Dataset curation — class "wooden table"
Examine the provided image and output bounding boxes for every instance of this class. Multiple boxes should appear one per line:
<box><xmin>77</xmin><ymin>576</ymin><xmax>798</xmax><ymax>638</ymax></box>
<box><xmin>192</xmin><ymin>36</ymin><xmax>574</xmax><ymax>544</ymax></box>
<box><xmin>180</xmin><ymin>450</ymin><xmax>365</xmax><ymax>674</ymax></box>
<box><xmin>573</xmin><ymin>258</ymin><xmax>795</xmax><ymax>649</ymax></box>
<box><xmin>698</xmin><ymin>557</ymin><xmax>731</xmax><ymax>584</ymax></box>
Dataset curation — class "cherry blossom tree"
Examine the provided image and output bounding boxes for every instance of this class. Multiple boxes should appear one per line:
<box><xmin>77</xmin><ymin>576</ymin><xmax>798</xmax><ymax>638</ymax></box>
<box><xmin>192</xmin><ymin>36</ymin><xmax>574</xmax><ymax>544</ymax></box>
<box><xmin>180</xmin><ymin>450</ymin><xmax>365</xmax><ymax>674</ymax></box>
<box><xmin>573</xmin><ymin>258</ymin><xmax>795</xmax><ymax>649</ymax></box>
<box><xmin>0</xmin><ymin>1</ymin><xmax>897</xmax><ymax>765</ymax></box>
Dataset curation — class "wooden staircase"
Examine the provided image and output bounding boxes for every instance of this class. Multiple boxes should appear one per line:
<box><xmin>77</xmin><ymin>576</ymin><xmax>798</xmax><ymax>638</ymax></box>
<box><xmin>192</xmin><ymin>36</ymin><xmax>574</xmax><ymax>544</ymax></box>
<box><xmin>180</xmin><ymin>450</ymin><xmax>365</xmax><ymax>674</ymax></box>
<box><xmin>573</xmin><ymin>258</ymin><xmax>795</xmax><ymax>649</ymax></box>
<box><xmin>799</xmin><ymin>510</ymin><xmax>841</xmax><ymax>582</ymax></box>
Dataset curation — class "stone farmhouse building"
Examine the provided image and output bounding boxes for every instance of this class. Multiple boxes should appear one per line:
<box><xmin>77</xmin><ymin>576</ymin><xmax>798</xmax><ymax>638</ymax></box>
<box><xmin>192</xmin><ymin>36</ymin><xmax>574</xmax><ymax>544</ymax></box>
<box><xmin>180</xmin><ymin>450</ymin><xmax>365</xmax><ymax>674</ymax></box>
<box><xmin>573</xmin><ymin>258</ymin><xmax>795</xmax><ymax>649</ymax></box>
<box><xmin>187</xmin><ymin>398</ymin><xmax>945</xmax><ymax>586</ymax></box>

● DESCRIPTION OF THE TASK: Exact repetition is required: return every record shown above.

● RESULT FOR THIS EXERCISE:
Dataset curation — class "wooden table"
Examine the provided image and output bounding boxes for every instance of this class. Multiple boxes should appear one per line:
<box><xmin>77</xmin><ymin>576</ymin><xmax>798</xmax><ymax>638</ymax></box>
<box><xmin>192</xmin><ymin>36</ymin><xmax>574</xmax><ymax>544</ymax></box>
<box><xmin>180</xmin><ymin>450</ymin><xmax>365</xmax><ymax>674</ymax></box>
<box><xmin>573</xmin><ymin>258</ymin><xmax>795</xmax><ymax>649</ymax></box>
<box><xmin>698</xmin><ymin>557</ymin><xmax>731</xmax><ymax>584</ymax></box>
Dataset curation — class "cherry blossom tree"
Examine the provided image and output bounding boxes for every instance of this class. Multiple boxes should appear one per line:
<box><xmin>77</xmin><ymin>576</ymin><xmax>798</xmax><ymax>638</ymax></box>
<box><xmin>192</xmin><ymin>36</ymin><xmax>574</xmax><ymax>544</ymax></box>
<box><xmin>180</xmin><ymin>450</ymin><xmax>365</xmax><ymax>674</ymax></box>
<box><xmin>573</xmin><ymin>258</ymin><xmax>795</xmax><ymax>649</ymax></box>
<box><xmin>0</xmin><ymin>1</ymin><xmax>897</xmax><ymax>765</ymax></box>
Dataset curation — class "wooden staircase"
Examine the provided image and output bounding boxes for every instance of this class. Multiple boxes should appear one per line:
<box><xmin>77</xmin><ymin>576</ymin><xmax>798</xmax><ymax>638</ymax></box>
<box><xmin>192</xmin><ymin>36</ymin><xmax>574</xmax><ymax>544</ymax></box>
<box><xmin>180</xmin><ymin>450</ymin><xmax>365</xmax><ymax>674</ymax></box>
<box><xmin>573</xmin><ymin>258</ymin><xmax>795</xmax><ymax>649</ymax></box>
<box><xmin>799</xmin><ymin>510</ymin><xmax>841</xmax><ymax>582</ymax></box>
Dataset curation — class "stone farmhouse building"
Examine the provided image and output bounding boxes for every instance of this class. Multiple boxes should appear one per line:
<box><xmin>77</xmin><ymin>576</ymin><xmax>798</xmax><ymax>638</ymax></box>
<box><xmin>192</xmin><ymin>36</ymin><xmax>574</xmax><ymax>544</ymax></box>
<box><xmin>180</xmin><ymin>450</ymin><xmax>365</xmax><ymax>674</ymax></box>
<box><xmin>573</xmin><ymin>258</ymin><xmax>795</xmax><ymax>649</ymax></box>
<box><xmin>187</xmin><ymin>398</ymin><xmax>945</xmax><ymax>586</ymax></box>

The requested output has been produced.